What this task involves: Pick out each line in the records below that contains the word "blonde", and copy those lines.

── Records for the exercise ──

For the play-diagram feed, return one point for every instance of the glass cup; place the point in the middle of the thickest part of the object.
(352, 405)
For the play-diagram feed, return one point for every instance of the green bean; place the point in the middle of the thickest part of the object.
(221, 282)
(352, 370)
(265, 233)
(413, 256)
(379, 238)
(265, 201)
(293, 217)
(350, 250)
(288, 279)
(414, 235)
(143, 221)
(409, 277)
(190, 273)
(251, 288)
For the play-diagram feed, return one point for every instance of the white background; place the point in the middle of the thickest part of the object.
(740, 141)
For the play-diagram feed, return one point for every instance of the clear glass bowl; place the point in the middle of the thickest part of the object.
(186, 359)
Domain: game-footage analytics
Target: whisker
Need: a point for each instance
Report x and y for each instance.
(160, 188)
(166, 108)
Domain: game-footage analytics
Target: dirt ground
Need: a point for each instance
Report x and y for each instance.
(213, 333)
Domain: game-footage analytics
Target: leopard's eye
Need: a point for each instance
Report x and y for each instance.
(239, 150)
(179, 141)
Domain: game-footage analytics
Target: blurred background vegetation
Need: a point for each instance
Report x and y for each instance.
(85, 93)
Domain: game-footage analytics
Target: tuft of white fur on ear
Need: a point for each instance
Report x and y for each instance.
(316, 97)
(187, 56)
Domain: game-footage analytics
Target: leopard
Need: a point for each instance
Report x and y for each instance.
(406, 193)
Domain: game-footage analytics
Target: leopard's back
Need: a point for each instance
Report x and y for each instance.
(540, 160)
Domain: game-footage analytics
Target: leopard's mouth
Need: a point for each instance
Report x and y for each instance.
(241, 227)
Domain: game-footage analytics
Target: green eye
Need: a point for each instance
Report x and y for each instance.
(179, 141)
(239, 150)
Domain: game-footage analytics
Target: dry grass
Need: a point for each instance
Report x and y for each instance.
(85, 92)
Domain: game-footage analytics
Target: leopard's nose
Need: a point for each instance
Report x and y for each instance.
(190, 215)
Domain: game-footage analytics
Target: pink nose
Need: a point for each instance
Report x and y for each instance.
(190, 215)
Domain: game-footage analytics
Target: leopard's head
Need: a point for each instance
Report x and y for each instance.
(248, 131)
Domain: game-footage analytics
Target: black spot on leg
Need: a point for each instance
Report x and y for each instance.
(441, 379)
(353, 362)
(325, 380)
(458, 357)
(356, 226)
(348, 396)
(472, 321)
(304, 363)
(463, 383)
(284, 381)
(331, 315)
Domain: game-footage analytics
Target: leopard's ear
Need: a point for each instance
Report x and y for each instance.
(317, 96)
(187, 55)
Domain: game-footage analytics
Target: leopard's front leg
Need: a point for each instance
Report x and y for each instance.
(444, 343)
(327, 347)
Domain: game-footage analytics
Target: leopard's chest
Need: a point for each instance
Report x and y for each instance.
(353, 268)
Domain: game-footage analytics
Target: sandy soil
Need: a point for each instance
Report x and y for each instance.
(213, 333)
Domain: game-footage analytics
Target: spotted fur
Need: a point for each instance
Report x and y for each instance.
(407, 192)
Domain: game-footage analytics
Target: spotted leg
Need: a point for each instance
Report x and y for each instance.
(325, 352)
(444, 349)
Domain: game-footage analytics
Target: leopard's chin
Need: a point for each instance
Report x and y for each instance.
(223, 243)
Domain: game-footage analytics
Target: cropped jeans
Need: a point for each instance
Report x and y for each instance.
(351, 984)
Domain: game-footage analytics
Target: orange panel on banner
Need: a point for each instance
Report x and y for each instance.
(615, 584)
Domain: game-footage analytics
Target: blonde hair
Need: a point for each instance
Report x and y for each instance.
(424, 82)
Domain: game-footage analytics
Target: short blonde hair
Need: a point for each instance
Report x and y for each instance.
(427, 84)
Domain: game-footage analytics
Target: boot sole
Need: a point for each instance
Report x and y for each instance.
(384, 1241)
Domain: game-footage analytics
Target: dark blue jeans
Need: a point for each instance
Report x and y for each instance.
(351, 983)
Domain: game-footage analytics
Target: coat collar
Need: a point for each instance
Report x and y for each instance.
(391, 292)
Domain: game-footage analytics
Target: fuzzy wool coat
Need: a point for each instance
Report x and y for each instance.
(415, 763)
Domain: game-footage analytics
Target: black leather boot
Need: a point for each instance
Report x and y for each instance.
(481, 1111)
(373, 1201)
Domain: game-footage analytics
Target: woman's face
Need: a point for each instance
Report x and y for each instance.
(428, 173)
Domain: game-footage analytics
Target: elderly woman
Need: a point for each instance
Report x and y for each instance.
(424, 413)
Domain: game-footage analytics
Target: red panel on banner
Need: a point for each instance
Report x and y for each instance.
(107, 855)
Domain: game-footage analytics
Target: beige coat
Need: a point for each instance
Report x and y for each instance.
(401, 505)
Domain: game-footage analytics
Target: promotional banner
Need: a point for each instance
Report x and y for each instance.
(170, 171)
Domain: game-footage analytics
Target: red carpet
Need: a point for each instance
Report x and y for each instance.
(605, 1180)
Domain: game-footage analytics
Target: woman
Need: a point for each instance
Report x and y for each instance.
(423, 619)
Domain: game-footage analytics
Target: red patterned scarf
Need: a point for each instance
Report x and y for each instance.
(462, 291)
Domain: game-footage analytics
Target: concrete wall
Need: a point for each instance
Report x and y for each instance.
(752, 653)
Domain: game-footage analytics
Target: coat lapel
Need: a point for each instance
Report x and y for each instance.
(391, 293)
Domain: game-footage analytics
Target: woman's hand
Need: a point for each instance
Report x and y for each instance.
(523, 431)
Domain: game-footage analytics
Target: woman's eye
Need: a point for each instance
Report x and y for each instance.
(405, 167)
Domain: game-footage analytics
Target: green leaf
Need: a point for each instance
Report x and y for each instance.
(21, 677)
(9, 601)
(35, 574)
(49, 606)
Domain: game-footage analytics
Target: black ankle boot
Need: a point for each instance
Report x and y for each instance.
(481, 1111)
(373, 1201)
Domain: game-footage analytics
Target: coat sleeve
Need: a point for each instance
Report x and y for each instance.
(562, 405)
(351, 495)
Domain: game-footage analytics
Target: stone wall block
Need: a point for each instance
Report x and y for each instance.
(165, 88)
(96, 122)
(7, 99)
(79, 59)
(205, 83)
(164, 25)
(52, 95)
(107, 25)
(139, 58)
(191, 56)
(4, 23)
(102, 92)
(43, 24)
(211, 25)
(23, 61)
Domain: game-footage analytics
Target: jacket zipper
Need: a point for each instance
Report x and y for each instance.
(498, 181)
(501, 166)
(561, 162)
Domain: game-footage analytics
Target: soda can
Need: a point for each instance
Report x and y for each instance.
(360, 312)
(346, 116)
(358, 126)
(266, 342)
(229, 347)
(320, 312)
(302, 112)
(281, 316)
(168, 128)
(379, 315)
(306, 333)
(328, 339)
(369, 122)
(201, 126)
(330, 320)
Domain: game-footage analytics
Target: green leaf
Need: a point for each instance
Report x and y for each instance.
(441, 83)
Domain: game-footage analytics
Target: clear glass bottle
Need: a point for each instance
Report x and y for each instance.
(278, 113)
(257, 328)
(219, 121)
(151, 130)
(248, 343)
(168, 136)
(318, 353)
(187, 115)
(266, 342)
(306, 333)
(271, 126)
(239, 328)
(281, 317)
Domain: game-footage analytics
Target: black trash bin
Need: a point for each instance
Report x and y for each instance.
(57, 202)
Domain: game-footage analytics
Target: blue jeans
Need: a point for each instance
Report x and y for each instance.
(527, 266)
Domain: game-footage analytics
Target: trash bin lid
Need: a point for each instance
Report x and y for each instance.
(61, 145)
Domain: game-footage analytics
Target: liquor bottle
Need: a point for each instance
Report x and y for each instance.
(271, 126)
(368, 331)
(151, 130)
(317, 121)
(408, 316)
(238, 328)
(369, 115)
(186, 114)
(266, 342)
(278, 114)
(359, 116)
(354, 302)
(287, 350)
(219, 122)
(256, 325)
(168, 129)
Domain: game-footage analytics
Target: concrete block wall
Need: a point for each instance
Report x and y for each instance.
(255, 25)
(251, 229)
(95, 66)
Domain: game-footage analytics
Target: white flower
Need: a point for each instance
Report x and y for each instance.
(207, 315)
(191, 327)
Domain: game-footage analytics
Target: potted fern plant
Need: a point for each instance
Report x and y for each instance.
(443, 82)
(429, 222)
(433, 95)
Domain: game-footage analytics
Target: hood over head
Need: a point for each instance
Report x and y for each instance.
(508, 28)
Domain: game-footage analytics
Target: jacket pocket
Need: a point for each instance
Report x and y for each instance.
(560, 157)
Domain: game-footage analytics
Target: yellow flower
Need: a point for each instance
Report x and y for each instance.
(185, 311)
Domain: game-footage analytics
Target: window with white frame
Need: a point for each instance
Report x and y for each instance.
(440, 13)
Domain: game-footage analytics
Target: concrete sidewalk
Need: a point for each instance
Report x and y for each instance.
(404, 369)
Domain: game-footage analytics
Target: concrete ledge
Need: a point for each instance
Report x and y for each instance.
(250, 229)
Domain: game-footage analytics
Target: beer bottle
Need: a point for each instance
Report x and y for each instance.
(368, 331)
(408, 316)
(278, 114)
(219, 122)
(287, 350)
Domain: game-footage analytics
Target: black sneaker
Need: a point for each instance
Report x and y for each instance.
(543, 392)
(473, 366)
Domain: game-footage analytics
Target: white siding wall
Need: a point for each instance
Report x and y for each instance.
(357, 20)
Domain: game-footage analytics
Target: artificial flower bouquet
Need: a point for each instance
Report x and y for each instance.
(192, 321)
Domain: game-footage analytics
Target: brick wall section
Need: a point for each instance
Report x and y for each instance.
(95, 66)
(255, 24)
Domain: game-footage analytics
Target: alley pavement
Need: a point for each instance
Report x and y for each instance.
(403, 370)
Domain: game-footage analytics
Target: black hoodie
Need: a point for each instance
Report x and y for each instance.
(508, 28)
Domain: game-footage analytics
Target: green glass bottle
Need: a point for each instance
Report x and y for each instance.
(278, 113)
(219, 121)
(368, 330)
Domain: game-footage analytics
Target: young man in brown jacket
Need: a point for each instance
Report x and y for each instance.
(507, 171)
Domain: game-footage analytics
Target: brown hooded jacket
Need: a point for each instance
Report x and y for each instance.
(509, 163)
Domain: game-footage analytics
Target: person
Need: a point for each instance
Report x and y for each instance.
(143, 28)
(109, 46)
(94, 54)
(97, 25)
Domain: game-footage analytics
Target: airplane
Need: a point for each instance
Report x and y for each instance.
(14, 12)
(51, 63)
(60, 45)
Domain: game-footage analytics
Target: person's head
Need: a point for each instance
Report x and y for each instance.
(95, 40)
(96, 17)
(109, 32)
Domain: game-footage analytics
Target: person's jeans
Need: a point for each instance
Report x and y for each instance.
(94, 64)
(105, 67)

───

Exercise solution:
Target: blonde hair
Target: short blonde hair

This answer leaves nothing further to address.